Goal:
Copy the records below word for word, from the line containing "of the checkered" through the end of the records.
——————————
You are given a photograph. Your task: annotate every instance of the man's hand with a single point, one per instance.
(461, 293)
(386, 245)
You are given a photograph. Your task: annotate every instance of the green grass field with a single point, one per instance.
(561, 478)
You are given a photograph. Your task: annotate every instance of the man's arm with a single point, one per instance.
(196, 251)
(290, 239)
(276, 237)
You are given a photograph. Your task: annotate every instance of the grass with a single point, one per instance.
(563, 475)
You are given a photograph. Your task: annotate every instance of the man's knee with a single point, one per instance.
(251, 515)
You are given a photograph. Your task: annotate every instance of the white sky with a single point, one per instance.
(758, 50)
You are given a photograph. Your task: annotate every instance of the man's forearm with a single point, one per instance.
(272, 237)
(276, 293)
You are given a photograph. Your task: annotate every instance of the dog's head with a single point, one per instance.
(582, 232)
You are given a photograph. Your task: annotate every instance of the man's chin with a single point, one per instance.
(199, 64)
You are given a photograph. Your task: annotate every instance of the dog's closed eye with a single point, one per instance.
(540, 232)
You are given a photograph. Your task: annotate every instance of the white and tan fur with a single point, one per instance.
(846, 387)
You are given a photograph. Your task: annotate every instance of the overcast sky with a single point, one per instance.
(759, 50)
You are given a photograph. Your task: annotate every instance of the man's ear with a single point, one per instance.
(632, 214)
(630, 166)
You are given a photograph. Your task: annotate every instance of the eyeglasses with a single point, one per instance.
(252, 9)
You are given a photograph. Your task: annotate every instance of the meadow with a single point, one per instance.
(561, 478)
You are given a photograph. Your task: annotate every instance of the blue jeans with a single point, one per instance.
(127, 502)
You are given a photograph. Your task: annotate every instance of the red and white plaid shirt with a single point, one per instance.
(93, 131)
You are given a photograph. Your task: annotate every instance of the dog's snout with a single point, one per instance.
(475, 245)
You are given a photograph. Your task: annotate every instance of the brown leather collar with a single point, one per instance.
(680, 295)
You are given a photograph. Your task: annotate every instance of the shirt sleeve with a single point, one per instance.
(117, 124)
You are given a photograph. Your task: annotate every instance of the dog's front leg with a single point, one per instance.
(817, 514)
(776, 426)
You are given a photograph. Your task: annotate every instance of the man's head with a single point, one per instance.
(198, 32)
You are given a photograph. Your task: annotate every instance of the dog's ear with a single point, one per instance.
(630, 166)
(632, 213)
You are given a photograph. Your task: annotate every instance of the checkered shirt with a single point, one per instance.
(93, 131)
——————————
Complete output:
You are given a photograph. Your task: annotate every instance of the checkered shirt with a single point, one per instance.
(93, 131)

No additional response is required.